● **O que se pede**
Repita sem nenhuma alteração a passagem do texto sobre a queda do preço do petróleo que vai de "Eles optaram por" até "mercado dos sauditas.", incluindo ambos os extremos.

● **Trecho da página**
Até
junho de 2014, o preço do barril de petróleo oscilava ente US$90 e US$100. E então, repentinamente, os mercados
perceberam que os EUA estavam produzindo, na margem, uma enorme quantidade de
petróleo cru, e isso foi o suficiente para desencadear a espiral de redução de
preços do petróleo que estamos vendo agora.
Falando
francamente, esse foi um fenômeno que ninguém antecipou. Nenhum dos prognosticadores da indústria petrolífera
previu isso. Os EUA aumentaram, na
margem, sua produção de petróleo retirado do xisto, e o Canadá, também na
margem, aumentou sua produção de petróleo de areias betuminosas.
Esses
dois fenômenos foram exacerbados pela reação de outros produtores de petróleo
ao redor do mundo. A Arábia Saudita não
só não reduziu sua produção com o intuito de tentar conter a oferta e assim
evitar uma queda nos preços, como na verdade intensificou sua extração. A Rússia também aumentou sua produção nos
últimos meses.
Ou
seja, os grandes produtores não apenas não restringiram sua oferta, como
intensificaram sua produção.
No
passado, mais especificamente na década de 1970, os países da OPEP realmente
chegaram a restringir sua produção com o intuito de frear a queda nos preços,
mas dessa vez está sendo diferente. Os
sauditas, em particular, já indicaram que não querem ver nem os EUA e nem o
Canadá abocanhar uma fatia do mercado saudita, no longo prazo. E dado que os sauditas são capazes de extrair
petróleo de maneira muito mais barata que todo o resto do mundo, eles decidiram
manter a produção pleno vapor dessa vez.
Eles optaram por não restringir a produção porque sabiam que essa
restrição faria apenas estimular ainda mais pessoas e empresas a investir no
setor de xisto nos EUA e de areia betuminosa no Canadá, abocanhando essa fatia
de mercado dos sauditas.

(Dados registrados)

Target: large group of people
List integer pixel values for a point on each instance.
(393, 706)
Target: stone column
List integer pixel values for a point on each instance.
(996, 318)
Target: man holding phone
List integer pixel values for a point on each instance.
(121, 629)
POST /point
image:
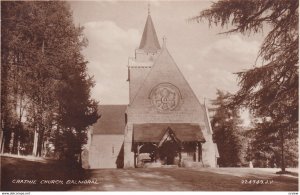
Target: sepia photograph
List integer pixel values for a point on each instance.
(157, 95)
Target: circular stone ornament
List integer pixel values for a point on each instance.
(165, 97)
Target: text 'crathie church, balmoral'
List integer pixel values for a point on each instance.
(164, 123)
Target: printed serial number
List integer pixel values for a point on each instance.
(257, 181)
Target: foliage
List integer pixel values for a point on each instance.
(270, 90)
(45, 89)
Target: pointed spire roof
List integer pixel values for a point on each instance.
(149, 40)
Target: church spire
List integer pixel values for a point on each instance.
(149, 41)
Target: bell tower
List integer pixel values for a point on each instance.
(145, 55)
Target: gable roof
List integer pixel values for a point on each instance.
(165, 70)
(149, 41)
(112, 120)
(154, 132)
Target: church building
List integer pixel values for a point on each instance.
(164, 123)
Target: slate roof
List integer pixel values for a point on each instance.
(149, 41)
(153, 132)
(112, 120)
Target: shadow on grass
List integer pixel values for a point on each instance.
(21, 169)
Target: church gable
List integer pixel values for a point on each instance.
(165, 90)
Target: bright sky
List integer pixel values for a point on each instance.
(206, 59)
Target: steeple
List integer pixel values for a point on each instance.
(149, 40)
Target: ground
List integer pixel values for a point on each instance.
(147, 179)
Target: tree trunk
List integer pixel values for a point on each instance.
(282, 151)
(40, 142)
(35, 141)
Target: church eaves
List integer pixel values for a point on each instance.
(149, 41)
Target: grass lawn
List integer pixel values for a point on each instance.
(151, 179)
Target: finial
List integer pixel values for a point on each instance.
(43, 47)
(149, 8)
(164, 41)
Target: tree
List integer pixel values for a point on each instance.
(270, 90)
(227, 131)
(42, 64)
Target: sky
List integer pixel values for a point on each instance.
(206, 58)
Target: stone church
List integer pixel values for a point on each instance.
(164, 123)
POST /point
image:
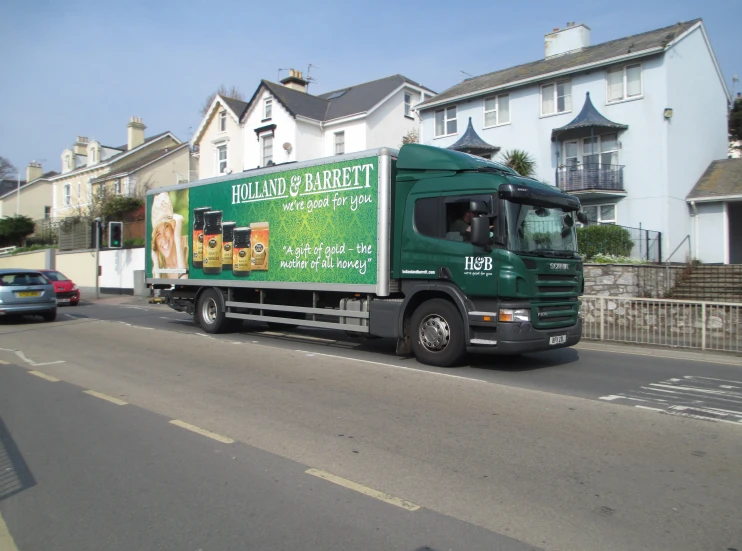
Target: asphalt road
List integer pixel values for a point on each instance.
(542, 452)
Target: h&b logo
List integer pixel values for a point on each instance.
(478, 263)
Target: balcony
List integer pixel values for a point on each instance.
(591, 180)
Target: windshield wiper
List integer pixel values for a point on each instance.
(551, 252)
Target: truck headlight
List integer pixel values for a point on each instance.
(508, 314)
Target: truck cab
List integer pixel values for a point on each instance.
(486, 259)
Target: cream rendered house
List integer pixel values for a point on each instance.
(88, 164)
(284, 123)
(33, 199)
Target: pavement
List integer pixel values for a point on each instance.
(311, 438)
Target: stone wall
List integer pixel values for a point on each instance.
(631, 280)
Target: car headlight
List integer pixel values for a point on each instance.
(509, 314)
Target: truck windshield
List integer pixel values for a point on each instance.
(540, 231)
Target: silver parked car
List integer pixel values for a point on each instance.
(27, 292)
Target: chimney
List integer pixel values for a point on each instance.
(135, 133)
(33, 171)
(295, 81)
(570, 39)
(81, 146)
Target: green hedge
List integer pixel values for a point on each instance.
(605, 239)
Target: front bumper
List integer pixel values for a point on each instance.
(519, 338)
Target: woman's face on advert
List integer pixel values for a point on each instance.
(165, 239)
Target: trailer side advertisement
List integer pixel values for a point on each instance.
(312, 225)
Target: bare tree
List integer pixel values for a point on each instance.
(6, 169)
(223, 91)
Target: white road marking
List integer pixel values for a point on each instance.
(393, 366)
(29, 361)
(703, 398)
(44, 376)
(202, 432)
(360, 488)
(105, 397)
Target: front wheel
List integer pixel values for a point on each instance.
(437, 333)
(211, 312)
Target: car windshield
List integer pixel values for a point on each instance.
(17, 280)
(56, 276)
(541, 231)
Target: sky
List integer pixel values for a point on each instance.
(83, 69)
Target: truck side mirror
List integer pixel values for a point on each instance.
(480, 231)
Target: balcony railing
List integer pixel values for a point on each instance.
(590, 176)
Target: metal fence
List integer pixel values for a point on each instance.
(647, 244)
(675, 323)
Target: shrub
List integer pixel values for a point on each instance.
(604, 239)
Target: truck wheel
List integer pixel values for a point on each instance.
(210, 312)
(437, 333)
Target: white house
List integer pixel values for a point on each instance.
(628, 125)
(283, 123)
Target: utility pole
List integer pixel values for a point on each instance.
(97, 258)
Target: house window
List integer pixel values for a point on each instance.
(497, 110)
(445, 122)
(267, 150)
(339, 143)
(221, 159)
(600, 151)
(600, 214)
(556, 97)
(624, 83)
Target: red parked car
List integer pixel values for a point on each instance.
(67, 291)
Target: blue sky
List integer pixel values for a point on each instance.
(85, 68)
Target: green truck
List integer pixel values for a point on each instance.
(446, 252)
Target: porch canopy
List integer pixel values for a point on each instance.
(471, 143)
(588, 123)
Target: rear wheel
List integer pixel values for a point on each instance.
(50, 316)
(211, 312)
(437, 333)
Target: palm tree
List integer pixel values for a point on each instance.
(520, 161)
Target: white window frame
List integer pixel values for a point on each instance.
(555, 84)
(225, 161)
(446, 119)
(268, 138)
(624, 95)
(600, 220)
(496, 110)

==

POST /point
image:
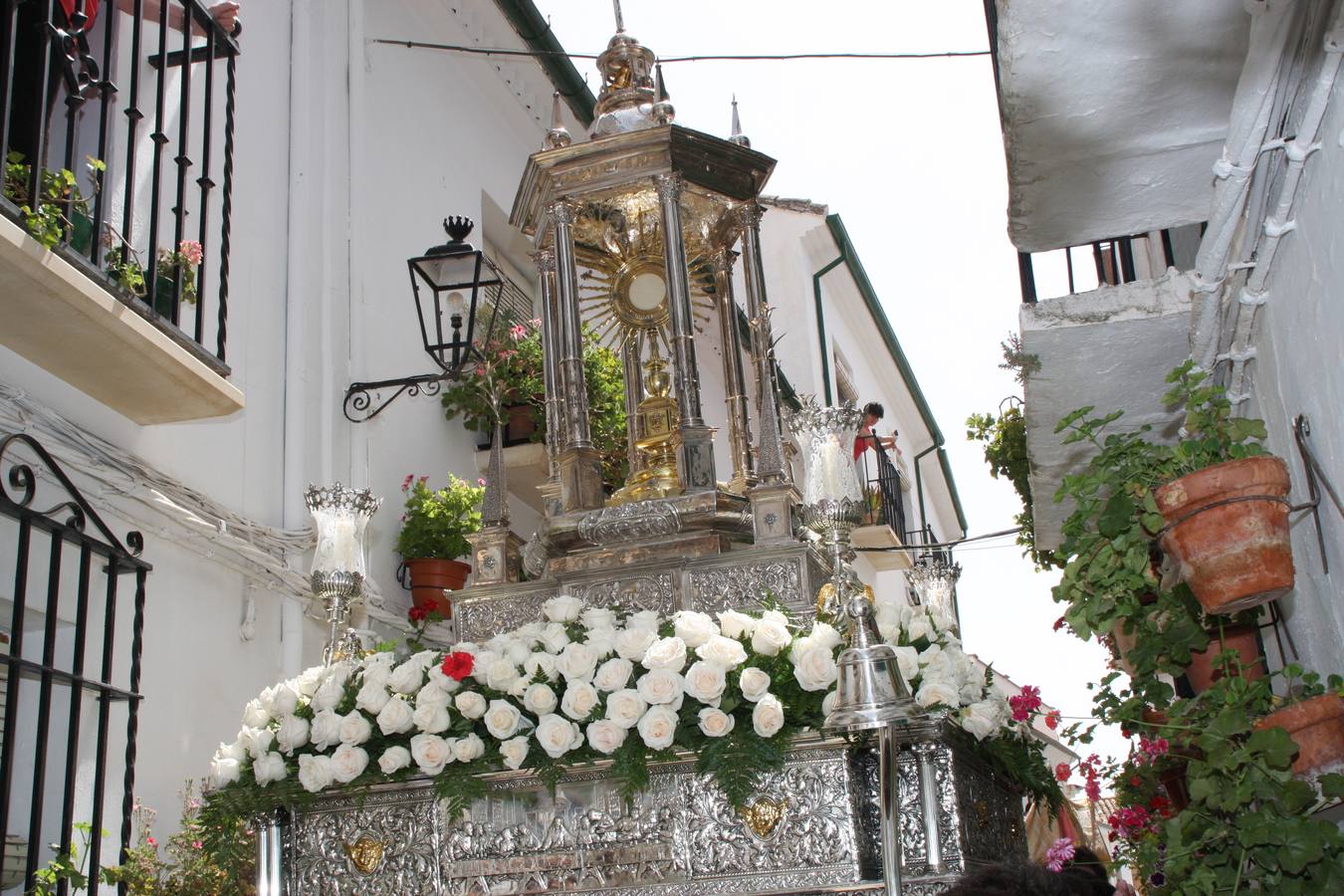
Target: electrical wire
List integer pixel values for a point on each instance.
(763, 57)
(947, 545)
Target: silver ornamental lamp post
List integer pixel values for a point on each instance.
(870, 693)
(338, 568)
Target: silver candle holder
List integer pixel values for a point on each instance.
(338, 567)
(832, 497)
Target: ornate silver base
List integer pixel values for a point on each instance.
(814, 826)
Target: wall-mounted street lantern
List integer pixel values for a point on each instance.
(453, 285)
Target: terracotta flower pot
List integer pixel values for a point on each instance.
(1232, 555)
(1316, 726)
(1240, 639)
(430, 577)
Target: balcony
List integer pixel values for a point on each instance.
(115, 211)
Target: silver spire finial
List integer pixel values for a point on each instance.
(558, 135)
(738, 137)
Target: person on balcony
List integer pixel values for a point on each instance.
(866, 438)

● **Resultado final**
Eles optaram por não restringir a produção porque sabiam que essa
restrição faria apenas estimular ainda mais pessoas e empresas a investir no
setor de xisto nos EUA e de areia betuminosa no Canadá, abocanhando essa fatia
de mercado dos sauditas.